*Data*
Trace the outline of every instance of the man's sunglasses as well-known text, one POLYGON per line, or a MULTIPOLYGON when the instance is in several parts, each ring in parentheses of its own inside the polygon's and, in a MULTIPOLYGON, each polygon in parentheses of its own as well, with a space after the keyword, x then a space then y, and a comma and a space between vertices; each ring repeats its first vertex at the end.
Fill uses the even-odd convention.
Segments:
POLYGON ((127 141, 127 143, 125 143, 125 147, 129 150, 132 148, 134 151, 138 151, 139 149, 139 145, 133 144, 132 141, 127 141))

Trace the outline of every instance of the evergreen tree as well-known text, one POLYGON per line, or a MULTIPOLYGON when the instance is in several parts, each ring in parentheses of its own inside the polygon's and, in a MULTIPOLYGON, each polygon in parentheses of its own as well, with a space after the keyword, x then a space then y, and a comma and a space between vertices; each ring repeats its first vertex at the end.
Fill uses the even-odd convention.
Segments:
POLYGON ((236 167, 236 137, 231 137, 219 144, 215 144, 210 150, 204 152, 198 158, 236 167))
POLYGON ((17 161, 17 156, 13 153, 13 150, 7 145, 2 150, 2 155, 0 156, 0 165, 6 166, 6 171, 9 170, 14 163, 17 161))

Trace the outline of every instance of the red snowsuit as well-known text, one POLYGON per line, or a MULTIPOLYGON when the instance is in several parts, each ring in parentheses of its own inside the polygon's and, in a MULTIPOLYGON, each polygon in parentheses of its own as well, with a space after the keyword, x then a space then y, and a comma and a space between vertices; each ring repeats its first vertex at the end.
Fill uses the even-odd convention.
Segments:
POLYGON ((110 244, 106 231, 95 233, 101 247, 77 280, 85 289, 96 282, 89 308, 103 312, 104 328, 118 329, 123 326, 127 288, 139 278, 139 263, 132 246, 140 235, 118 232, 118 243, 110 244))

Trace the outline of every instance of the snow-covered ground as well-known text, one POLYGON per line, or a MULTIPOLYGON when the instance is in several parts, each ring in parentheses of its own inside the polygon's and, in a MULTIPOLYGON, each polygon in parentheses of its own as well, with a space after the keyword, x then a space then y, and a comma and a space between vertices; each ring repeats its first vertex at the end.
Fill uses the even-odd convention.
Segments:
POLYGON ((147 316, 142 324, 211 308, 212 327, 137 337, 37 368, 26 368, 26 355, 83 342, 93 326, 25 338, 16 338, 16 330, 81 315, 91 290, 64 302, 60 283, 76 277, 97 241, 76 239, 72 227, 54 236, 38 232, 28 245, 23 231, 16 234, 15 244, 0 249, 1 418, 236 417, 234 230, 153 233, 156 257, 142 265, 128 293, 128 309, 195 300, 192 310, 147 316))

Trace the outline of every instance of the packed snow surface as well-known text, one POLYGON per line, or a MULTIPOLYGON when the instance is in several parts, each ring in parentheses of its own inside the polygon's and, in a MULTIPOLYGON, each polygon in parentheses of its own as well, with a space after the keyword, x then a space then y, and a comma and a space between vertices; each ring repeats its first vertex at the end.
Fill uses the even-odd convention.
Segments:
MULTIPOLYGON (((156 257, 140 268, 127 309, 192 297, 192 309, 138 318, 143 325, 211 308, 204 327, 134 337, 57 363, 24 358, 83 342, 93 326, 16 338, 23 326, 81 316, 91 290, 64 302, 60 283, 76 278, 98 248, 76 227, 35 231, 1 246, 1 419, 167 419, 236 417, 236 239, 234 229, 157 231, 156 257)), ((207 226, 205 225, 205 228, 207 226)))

*Exercise*
Reproduce the data in full, precisely as given.

*The completed task*
Trace the outline of every instance of the man's sunglasses as well-known text, one POLYGON per line, or a MULTIPOLYGON when the instance is in several parts, each ring in parentheses of its own inside the polygon's and, in a MULTIPOLYGON, each polygon in parentheses of its own as well, with a space after the keyword, x then a space then y, and a comma and a space between vertices; each ring repeats its first vertex at the end.
Fill uses the even-odd convention.
Segments:
POLYGON ((127 141, 127 143, 125 143, 125 147, 129 150, 132 148, 134 151, 138 151, 139 149, 139 145, 133 144, 132 141, 127 141))

Trace the outline of every instance of the evergreen tree as well-known text, one POLYGON per line, or a MULTIPOLYGON when the instance is in several parts, each ring in parentheses of its own inside the polygon's and, in a MULTIPOLYGON, each polygon in parentheses of its own as well, with a space after the keyword, x then a space then y, and a comma and a space between vertices; each ring repeats its first vertex at the end.
Fill uses the even-odd convention.
Segments:
POLYGON ((236 167, 236 137, 231 137, 219 144, 215 144, 210 150, 204 152, 198 158, 236 167))
POLYGON ((17 161, 17 156, 13 153, 13 150, 7 145, 2 150, 2 155, 0 156, 0 165, 6 166, 6 171, 9 170, 14 163, 17 161))

Trace the outline of every instance of the red snowsuit as well-known text, one POLYGON per line, or a MULTIPOLYGON when the instance is in several parts, each ring in parentheses of its own inside the polygon's and, in a MULTIPOLYGON, each polygon in parentheses of its own as well, with a space after the keyword, x then a space then y, and a comma and a space between vertices; each ring repeats its first vertex at the end.
Fill uses the even-odd convention.
Segments:
POLYGON ((110 244, 106 231, 95 233, 101 247, 77 280, 85 289, 96 282, 89 308, 103 312, 104 328, 118 329, 123 326, 127 288, 139 278, 139 263, 132 246, 140 235, 118 232, 118 243, 110 244))

Trace the outline of every instance of the snow-covered ground as well-known text, one POLYGON per line, or a MULTIPOLYGON when the instance is in several parts, each ring in parentheses of its own inside the polygon's and, in a MULTIPOLYGON, each polygon in parentheses of its own as well, with a space after the keyword, x then a space then y, and a comma and a space between vertices; each ring repeats its first vertex at the end.
Fill uses the even-odd convention.
Segments:
POLYGON ((147 316, 142 324, 211 308, 212 327, 137 337, 37 368, 26 368, 26 355, 83 342, 93 326, 25 338, 16 338, 16 330, 81 315, 91 290, 64 302, 60 283, 76 277, 97 241, 76 239, 72 227, 54 236, 38 232, 28 245, 23 231, 16 234, 15 244, 0 249, 1 418, 236 417, 234 230, 153 233, 156 257, 142 265, 128 293, 128 309, 195 300, 192 310, 147 316))

Trace the outline of every instance of the packed snow surface as well-known text, one POLYGON per line, or a MULTIPOLYGON when the instance is in several parts, each ring in parentheses of its own inside the polygon's and, in a MULTIPOLYGON, each polygon in parentheses of its own as well, with a space after the keyword, x then a space then y, and a comma and a space between vertices; each ring repeats its first vertex at the end.
Fill uses the even-odd convention.
Segments:
MULTIPOLYGON (((156 257, 140 268, 127 309, 192 297, 192 309, 138 318, 143 325, 211 308, 204 327, 134 337, 57 363, 24 358, 83 342, 93 326, 16 338, 23 326, 81 316, 91 290, 64 302, 60 283, 76 278, 98 248, 76 227, 35 231, 1 246, 1 419, 167 419, 236 417, 236 239, 234 229, 157 231, 156 257)), ((207 226, 205 225, 205 228, 207 226)))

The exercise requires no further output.